→ **WHAT NEEDS TO BE DONE**
List every line in the items below that contains the word "concrete".

Location annotation dataset excerpts:
= = = = =
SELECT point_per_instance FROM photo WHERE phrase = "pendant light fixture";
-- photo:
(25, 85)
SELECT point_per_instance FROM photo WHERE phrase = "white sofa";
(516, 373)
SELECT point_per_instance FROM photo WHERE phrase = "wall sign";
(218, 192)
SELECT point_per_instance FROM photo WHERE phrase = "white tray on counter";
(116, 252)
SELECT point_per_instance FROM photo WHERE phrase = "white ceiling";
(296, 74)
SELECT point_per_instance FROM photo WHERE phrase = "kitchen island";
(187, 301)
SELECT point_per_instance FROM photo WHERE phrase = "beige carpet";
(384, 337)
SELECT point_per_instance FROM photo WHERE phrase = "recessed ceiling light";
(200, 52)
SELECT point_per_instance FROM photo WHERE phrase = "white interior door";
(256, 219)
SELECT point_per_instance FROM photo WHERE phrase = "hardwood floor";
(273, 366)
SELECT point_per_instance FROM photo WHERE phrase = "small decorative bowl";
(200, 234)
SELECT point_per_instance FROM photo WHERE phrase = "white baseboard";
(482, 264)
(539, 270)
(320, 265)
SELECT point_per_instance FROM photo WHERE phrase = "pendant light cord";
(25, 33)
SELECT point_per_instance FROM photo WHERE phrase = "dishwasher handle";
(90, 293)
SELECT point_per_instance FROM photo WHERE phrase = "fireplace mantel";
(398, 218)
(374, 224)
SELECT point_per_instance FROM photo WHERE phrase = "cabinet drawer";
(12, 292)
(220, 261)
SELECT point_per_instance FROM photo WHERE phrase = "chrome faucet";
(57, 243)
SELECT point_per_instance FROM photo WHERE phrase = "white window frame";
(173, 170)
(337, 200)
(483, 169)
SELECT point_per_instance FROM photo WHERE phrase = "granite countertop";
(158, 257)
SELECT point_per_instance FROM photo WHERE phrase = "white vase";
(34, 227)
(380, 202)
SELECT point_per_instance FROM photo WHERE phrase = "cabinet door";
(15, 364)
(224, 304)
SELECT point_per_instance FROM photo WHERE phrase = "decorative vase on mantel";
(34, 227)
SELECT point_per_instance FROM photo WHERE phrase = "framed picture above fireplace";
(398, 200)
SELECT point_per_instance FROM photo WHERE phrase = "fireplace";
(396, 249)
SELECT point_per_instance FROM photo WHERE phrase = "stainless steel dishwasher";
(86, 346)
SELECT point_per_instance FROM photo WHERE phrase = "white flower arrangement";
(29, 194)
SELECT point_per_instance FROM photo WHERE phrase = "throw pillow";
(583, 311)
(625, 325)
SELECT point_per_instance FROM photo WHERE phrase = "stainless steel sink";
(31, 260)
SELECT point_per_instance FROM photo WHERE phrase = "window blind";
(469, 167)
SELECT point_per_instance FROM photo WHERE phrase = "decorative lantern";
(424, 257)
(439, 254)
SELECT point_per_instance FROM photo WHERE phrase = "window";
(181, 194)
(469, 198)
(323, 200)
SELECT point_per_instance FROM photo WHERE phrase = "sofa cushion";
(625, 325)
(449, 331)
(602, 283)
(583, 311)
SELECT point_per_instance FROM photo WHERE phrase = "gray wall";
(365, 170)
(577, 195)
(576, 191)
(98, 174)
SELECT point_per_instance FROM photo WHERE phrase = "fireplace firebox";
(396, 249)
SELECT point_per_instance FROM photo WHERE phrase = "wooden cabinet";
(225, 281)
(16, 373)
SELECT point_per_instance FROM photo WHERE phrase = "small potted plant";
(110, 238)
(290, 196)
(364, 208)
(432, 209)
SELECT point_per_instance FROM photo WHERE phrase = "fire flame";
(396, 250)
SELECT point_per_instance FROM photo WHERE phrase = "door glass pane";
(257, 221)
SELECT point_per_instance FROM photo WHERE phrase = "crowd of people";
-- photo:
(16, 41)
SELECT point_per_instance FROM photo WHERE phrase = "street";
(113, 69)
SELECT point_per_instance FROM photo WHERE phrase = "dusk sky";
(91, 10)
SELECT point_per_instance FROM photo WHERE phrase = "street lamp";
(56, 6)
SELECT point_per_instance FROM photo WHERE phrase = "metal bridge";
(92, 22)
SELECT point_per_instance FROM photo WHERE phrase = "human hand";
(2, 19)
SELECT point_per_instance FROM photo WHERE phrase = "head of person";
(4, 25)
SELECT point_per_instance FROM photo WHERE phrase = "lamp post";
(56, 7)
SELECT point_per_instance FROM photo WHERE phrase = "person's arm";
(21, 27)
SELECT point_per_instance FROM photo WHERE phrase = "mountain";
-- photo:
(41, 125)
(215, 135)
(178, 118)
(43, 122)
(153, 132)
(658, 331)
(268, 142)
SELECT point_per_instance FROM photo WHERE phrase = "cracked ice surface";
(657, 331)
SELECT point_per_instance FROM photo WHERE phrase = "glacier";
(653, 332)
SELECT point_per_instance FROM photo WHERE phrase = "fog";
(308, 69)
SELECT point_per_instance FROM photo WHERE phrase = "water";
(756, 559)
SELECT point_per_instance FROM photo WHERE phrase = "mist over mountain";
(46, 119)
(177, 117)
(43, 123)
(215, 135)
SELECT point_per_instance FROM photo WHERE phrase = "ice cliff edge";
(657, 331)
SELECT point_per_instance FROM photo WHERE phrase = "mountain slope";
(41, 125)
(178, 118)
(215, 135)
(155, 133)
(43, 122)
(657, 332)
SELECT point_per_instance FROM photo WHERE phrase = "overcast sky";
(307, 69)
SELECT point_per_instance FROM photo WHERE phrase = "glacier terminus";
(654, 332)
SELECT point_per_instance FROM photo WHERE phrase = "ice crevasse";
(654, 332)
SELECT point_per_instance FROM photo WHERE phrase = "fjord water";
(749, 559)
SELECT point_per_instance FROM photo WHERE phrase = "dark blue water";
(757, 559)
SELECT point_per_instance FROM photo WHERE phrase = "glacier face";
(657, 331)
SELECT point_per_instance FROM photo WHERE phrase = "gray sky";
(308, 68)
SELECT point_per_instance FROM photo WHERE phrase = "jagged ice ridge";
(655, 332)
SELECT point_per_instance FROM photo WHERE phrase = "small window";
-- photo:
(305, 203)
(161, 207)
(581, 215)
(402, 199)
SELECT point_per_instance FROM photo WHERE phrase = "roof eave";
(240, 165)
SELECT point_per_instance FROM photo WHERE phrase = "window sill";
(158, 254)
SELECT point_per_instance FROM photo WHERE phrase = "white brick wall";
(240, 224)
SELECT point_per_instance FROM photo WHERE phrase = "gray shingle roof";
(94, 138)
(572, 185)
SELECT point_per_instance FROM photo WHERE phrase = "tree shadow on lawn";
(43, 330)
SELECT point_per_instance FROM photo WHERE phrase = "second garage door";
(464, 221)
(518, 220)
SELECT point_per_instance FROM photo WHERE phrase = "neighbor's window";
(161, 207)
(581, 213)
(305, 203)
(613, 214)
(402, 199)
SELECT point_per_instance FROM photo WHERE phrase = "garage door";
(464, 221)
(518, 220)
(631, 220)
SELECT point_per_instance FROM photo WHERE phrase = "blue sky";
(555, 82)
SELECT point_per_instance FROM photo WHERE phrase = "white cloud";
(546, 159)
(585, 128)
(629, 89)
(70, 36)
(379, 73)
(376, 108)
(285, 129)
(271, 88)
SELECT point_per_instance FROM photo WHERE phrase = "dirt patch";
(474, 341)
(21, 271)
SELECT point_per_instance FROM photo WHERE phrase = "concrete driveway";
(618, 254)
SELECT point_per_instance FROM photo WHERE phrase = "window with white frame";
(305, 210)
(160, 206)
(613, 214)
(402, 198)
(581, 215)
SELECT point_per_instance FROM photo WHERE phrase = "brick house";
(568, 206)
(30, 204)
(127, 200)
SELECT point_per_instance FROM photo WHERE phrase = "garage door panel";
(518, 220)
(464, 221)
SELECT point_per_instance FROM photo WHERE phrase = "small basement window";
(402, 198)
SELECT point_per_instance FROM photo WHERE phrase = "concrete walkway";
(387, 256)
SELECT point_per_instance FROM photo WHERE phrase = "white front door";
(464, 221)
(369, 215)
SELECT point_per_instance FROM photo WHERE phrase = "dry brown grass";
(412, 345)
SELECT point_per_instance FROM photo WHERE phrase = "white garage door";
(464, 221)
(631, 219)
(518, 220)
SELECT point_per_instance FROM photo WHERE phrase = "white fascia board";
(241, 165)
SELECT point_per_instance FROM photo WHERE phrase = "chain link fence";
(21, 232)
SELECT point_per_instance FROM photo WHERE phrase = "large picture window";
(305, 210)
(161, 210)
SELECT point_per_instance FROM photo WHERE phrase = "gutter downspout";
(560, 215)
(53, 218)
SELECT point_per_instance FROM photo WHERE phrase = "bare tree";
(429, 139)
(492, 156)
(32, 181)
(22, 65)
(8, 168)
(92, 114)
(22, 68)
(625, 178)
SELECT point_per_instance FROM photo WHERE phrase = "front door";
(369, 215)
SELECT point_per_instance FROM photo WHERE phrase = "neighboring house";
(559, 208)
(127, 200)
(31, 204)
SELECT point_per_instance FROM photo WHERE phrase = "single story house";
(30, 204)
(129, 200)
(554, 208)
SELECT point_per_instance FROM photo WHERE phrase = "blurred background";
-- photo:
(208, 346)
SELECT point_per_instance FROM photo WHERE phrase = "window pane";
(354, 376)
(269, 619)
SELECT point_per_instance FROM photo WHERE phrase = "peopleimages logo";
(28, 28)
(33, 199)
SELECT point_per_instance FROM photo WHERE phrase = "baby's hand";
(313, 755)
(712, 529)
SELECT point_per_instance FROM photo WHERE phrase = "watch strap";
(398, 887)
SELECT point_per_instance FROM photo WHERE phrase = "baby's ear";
= = = = =
→ **RESULT OF THIS TASK**
SELECT point_per_instance FROM photo WHERE phrase = "concrete driveway";
SELECT point_per_instance FROM photo WHERE phrase = "concrete walkway";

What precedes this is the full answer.